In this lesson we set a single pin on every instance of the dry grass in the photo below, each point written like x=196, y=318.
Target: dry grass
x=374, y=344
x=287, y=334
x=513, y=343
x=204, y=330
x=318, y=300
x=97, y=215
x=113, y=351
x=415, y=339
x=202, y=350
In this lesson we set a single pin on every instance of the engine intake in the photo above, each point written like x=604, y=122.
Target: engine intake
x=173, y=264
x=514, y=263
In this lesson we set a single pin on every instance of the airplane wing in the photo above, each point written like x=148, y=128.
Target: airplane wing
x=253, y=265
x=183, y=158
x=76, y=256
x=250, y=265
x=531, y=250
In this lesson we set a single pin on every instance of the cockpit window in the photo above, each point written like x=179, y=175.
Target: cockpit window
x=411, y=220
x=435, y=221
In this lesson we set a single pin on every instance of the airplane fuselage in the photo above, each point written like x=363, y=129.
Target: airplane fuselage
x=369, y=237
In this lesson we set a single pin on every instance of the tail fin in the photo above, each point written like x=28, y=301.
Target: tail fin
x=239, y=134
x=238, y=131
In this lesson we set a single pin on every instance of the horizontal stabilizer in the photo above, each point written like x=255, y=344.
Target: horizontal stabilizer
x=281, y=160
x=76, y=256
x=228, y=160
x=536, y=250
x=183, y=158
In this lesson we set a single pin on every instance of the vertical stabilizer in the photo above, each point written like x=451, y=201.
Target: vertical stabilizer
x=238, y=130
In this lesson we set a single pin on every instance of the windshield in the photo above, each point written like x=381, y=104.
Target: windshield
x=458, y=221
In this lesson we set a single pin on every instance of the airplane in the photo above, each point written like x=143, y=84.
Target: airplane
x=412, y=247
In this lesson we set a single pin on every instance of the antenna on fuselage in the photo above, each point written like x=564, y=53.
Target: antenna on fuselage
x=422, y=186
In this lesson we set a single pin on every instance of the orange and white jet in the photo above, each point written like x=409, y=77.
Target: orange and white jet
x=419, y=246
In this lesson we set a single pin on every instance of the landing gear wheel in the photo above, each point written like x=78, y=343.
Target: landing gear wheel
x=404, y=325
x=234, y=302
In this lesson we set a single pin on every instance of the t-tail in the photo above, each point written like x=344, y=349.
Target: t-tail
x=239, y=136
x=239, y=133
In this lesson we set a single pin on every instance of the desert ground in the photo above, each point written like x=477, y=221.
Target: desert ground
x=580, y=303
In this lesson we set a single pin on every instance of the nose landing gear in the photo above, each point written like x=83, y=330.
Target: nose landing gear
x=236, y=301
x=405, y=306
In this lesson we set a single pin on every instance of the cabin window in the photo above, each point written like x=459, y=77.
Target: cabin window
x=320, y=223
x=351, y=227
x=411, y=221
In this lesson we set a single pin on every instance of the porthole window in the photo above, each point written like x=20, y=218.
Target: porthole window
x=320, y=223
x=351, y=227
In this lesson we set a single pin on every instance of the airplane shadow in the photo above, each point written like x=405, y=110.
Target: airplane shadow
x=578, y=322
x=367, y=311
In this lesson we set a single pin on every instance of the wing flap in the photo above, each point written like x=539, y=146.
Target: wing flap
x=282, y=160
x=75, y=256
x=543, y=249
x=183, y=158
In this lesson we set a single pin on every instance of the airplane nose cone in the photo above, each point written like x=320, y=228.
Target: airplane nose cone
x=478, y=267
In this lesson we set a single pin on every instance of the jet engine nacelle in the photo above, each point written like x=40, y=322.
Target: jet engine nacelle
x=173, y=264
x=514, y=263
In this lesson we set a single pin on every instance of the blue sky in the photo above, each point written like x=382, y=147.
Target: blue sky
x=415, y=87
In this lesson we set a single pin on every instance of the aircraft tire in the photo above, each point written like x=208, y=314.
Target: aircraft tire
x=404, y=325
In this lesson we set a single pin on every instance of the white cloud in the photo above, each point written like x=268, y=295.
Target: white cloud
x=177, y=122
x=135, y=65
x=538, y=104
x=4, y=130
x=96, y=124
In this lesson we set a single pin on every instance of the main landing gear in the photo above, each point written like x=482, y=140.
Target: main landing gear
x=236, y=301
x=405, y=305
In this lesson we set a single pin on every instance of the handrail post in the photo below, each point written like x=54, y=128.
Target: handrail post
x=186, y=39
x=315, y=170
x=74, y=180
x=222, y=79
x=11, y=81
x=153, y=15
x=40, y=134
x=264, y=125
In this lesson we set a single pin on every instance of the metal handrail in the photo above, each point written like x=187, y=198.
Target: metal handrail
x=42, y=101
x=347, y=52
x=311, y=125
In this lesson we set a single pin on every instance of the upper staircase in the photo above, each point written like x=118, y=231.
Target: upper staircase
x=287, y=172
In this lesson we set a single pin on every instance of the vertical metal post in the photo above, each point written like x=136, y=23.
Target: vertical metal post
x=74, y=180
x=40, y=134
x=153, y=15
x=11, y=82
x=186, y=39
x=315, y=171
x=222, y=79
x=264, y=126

+---+

*Task details*. Line by line, the listing above is to be transcribed exactly.

*Task solution*.
In this lesson we set a single pin on every instance of the dry grass in the photo below, each point written like x=196, y=318.
Target: dry grass
x=374, y=344
x=287, y=334
x=513, y=343
x=204, y=330
x=318, y=300
x=97, y=215
x=113, y=351
x=415, y=339
x=202, y=350
In this lesson we set a single pin on every instance of the engine intake in the photo above, each point written like x=604, y=122.
Target: engine intake
x=173, y=264
x=514, y=263
In this lesson we set a single pin on every instance of the airplane wing in the photo above, each point written like x=148, y=128.
Target: airplane wing
x=253, y=265
x=183, y=158
x=76, y=256
x=250, y=265
x=531, y=250
In this lesson we set a single pin on every instance of the cockpit window in the photo above, each point written like x=179, y=175.
Target: cockpit window
x=411, y=220
x=435, y=221
In this lesson we set a single pin on every instance of the airplane fuselage in the photo above, each point written like x=363, y=129.
Target: airplane fuselage
x=369, y=237
In this lesson we set a single pin on every instance of the tail fin in the photo above, each point written like x=28, y=301.
Target: tail fin
x=239, y=134
x=238, y=131
In this lesson we set a single pin on every instance of the horizontal stabilizer in the photo above, each point written like x=255, y=344.
Target: horizontal stabilizer
x=281, y=160
x=76, y=256
x=228, y=160
x=536, y=250
x=183, y=158
In this lesson we set a single pin on every instance of the vertical stabilizer in the photo above, each point written like x=451, y=201.
Target: vertical stabilizer
x=238, y=130
In this lesson we set a single pin on every instance of the windshield in the photo above, each point written like x=381, y=104.
Target: windshield
x=458, y=221
In this lesson we set a single pin on every instance of the airplane in the photo above, each point written like x=143, y=84.
Target: airplane
x=412, y=247
In this lesson we set a single pin on every instance of the antenna on fuselage in the photo above, each point written like x=564, y=53.
Target: antenna on fuselage
x=422, y=186
In this lesson we set a single pin on every instance of the orange and white jet in the photo above, each point written like x=409, y=77.
Target: orange and white jet
x=419, y=246
In this lesson we set a single pin on every instance of the landing gear wheel in the photo above, each point written like x=78, y=343.
Target: landing gear wheel
x=404, y=325
x=234, y=302
In this lesson we set a single pin on every instance of the t-tail in the photo above, each point written like x=344, y=349.
Target: t-tail
x=239, y=136
x=239, y=133
In this lesson we set a single pin on every instance of the desert ground in the photo above, each point written like x=477, y=221.
Target: desert ground
x=580, y=303
In this lesson we set a single pin on every instance of the nose landing gear in the photo above, each point written like x=83, y=330.
Target: nose landing gear
x=236, y=301
x=405, y=306
In this lesson we set a single pin on every instance of the cabin window in the photo above, each point written like x=459, y=77.
Target: cabin window
x=320, y=223
x=351, y=227
x=411, y=221
In this lesson we set a single pin on every instance of the porthole window in the photo above, each point written like x=20, y=218.
Target: porthole window
x=320, y=223
x=351, y=227
In this lesson we set a single pin on every instance of the airplane shadow in the photo above, each point written like x=405, y=110.
Target: airplane shadow
x=578, y=322
x=367, y=311
In this lesson we set a single pin on every instance of the wing flap in the photo above, each point written like x=539, y=146.
Target: wing flap
x=282, y=160
x=75, y=256
x=543, y=249
x=183, y=158
In this lesson we set a single pin on every instance of the airplane nose cone in the photo above, each point written like x=320, y=228.
Target: airplane nose cone
x=478, y=267
In this lesson we set a single pin on every instance of the jet engine nacelle in the photo above, each point written like x=40, y=322.
Target: jet engine nacelle
x=173, y=264
x=514, y=263
In this lesson we set a single pin on every instance of the blue sky in the photo above, each point written like x=382, y=147.
Target: blue sky
x=415, y=87
In this lesson we set a single pin on every instance of the aircraft tire in the photo above, each point written like x=208, y=314.
Target: aircraft tire
x=404, y=325
In this lesson we set a single pin on every instance of the white cloud in the photo above, each point written like x=268, y=295.
Target: white cloud
x=177, y=122
x=135, y=65
x=538, y=104
x=4, y=130
x=96, y=124
In this lesson we set a single pin on every instance of the main landing gear in the photo above, each point written like x=482, y=140.
Target: main landing gear
x=236, y=301
x=405, y=305
In this lesson we set a single pin on every instance of the handrail post in the photo below, each point written like x=54, y=128.
Target: handrail post
x=186, y=39
x=315, y=170
x=74, y=180
x=222, y=79
x=11, y=81
x=153, y=15
x=40, y=134
x=264, y=125
In this lesson we set a single pin on every instance of the metal handrail in the photo above, each point written like x=187, y=198.
Target: metal handrail
x=42, y=101
x=347, y=52
x=311, y=125
In this lesson we set a single pin on every instance of the upper staircase in the photo above, each point written like x=118, y=231.
Target: upper staircase
x=287, y=172
In this lesson we set a single pin on every instance of the vertical metal post in the photo above, each point written like x=136, y=23.
Target: vertical metal post
x=74, y=180
x=40, y=134
x=153, y=15
x=11, y=82
x=186, y=39
x=315, y=171
x=222, y=79
x=264, y=126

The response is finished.